§ Given instruction: Count the lines in the records below that contain the word "weathered", and give only that number.

[Data listing]

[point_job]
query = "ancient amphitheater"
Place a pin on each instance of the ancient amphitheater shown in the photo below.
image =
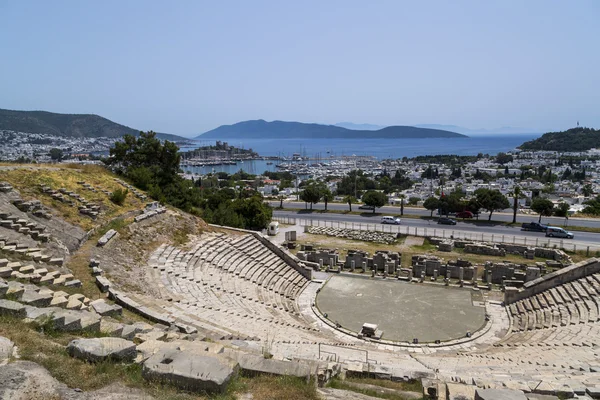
(227, 300)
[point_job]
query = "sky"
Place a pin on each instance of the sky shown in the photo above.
(185, 67)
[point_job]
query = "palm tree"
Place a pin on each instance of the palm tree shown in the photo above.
(402, 197)
(350, 199)
(281, 197)
(517, 193)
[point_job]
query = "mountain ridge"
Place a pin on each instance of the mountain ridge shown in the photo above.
(68, 125)
(574, 139)
(261, 129)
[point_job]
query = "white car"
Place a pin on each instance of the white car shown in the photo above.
(391, 220)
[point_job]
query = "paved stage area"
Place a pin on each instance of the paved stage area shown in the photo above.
(402, 310)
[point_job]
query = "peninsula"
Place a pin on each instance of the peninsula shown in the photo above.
(574, 139)
(69, 125)
(261, 129)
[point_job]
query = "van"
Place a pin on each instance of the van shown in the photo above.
(390, 220)
(273, 228)
(554, 231)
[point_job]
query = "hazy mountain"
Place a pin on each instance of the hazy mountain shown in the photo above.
(481, 131)
(359, 127)
(574, 139)
(260, 129)
(71, 125)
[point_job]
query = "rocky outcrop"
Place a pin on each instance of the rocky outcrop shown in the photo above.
(26, 380)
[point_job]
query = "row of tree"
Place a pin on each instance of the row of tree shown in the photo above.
(153, 165)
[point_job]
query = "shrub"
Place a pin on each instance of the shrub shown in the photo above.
(118, 196)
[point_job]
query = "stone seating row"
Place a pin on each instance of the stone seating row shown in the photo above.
(206, 285)
(24, 226)
(239, 264)
(571, 303)
(568, 369)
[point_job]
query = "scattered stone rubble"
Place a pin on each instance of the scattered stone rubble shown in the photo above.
(103, 241)
(151, 210)
(5, 187)
(501, 249)
(132, 189)
(366, 236)
(69, 197)
(24, 226)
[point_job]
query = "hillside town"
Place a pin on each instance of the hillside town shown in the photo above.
(561, 177)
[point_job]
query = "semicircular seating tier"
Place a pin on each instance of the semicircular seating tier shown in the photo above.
(232, 285)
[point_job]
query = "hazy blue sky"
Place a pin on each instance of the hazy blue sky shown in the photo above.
(185, 67)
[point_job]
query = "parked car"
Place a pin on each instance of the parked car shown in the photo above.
(464, 214)
(554, 231)
(390, 220)
(446, 221)
(534, 226)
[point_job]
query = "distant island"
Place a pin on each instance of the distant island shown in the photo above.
(69, 125)
(260, 129)
(574, 139)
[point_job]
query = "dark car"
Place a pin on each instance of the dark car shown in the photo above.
(446, 221)
(366, 207)
(534, 226)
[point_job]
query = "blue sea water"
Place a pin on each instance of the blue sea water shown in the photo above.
(380, 148)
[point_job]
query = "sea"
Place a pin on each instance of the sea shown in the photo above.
(380, 148)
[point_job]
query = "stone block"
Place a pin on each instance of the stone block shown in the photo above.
(190, 371)
(59, 301)
(12, 308)
(103, 308)
(99, 349)
(257, 364)
(36, 299)
(57, 261)
(102, 283)
(499, 394)
(106, 237)
(455, 391)
(73, 283)
(6, 349)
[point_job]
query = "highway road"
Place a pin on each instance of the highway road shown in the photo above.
(466, 227)
(505, 216)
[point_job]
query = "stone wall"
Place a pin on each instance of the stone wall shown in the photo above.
(556, 278)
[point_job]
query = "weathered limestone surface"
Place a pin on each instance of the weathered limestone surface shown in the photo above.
(499, 394)
(12, 308)
(457, 391)
(189, 371)
(6, 349)
(254, 363)
(99, 349)
(105, 309)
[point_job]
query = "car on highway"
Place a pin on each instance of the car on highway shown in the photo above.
(366, 207)
(390, 220)
(464, 214)
(554, 231)
(446, 221)
(534, 226)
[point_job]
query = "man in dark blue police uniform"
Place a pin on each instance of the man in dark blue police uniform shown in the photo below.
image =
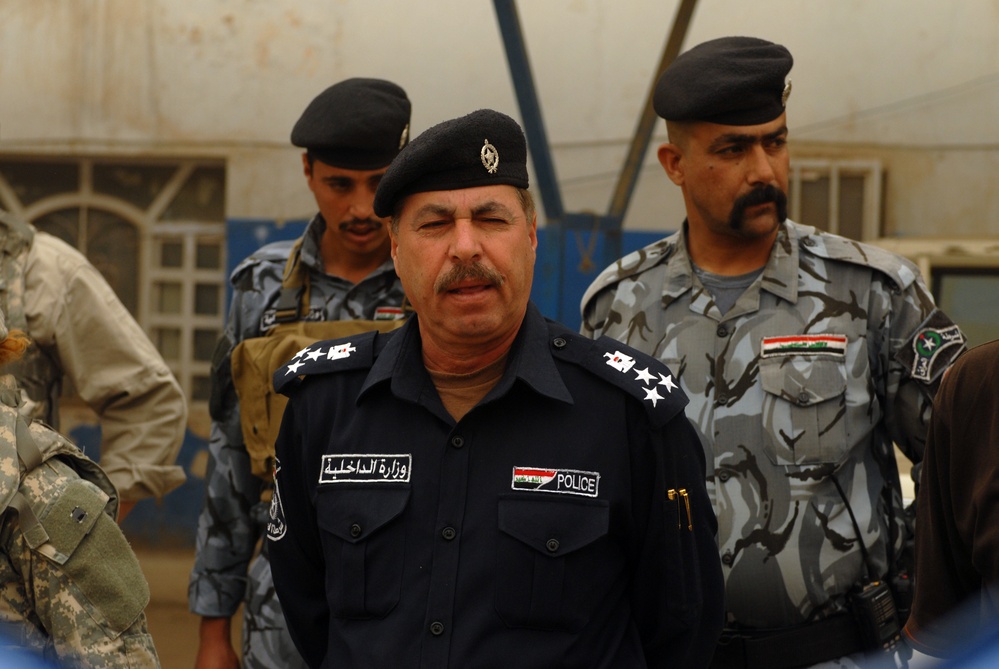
(483, 487)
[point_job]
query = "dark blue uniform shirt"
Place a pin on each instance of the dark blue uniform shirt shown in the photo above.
(562, 522)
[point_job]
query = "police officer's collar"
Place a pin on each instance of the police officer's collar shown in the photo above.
(780, 276)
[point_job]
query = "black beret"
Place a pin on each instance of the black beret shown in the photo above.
(484, 148)
(730, 80)
(357, 124)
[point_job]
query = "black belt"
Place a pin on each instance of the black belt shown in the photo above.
(798, 646)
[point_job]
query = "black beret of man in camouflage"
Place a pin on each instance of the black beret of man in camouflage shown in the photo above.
(805, 356)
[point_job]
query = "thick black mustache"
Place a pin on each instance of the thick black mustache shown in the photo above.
(762, 195)
(460, 273)
(360, 225)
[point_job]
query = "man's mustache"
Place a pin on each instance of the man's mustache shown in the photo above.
(757, 196)
(360, 226)
(458, 273)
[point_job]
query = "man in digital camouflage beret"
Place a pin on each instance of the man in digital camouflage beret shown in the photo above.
(339, 275)
(805, 355)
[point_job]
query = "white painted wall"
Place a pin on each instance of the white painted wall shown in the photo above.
(913, 82)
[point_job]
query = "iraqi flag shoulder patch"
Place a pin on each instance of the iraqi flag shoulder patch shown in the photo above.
(561, 481)
(824, 344)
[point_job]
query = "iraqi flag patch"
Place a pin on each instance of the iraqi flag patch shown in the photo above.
(834, 345)
(389, 313)
(562, 481)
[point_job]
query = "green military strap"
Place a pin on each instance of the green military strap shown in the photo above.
(28, 453)
(27, 449)
(31, 528)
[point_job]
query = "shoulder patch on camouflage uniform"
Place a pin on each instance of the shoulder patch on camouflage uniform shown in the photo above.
(640, 375)
(632, 264)
(833, 247)
(326, 357)
(934, 346)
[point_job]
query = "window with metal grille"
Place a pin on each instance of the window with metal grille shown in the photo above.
(838, 196)
(154, 228)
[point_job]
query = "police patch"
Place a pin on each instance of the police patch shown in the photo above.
(562, 481)
(827, 344)
(366, 468)
(276, 526)
(928, 344)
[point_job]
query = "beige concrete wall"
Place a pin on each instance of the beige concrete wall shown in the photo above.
(912, 82)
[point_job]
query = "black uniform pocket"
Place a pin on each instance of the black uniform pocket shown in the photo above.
(547, 554)
(364, 543)
(803, 409)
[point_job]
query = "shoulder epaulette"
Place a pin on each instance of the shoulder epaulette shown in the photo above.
(275, 252)
(833, 247)
(639, 375)
(329, 356)
(632, 264)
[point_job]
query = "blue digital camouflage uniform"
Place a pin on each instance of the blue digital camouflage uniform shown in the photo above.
(71, 589)
(233, 517)
(835, 351)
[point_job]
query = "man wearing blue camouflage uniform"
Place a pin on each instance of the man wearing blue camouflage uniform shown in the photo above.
(805, 355)
(350, 133)
(71, 589)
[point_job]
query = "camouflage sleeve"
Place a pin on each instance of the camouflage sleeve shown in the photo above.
(918, 343)
(228, 530)
(72, 587)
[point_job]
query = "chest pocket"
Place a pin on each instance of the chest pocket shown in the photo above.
(548, 551)
(364, 544)
(804, 404)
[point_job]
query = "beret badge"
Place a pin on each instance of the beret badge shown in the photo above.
(490, 157)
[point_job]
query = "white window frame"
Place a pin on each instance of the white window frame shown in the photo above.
(870, 170)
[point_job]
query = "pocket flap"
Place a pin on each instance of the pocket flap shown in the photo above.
(70, 518)
(803, 380)
(554, 527)
(354, 514)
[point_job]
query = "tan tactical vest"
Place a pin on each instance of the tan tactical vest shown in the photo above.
(255, 360)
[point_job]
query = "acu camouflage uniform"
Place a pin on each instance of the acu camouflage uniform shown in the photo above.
(785, 418)
(71, 588)
(234, 517)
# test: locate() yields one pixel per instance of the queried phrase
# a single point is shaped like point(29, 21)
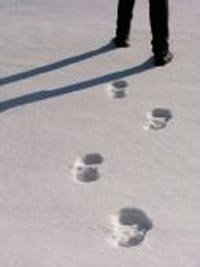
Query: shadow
point(47, 94)
point(56, 65)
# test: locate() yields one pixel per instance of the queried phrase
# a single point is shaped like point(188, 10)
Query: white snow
point(56, 64)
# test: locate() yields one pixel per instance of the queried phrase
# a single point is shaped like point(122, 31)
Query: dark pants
point(158, 13)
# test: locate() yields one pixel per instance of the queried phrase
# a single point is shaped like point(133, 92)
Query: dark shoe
point(163, 59)
point(121, 42)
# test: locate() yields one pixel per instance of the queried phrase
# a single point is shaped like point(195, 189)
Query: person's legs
point(124, 16)
point(159, 14)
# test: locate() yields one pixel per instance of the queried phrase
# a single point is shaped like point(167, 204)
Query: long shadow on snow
point(46, 94)
point(56, 65)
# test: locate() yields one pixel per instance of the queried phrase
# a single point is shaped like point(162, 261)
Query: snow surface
point(56, 66)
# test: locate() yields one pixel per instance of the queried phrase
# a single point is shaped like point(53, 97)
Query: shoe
point(121, 42)
point(163, 59)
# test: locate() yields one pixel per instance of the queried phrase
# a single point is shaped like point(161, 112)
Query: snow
point(56, 66)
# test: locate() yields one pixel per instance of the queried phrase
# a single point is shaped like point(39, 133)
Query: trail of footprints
point(128, 226)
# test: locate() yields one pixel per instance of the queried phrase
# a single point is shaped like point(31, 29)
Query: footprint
point(157, 119)
point(85, 169)
point(117, 89)
point(129, 227)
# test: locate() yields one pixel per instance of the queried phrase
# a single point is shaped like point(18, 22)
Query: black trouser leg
point(124, 16)
point(159, 26)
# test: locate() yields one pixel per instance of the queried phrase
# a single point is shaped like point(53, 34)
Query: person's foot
point(163, 59)
point(119, 42)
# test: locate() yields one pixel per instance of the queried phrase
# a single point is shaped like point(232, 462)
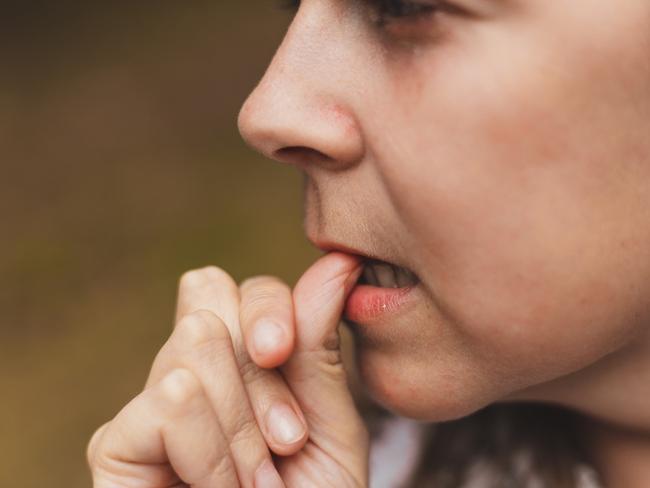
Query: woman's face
point(499, 149)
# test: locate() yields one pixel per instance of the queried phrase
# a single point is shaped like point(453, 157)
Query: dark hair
point(517, 445)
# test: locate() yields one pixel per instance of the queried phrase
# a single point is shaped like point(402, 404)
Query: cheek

§ Correct response: 2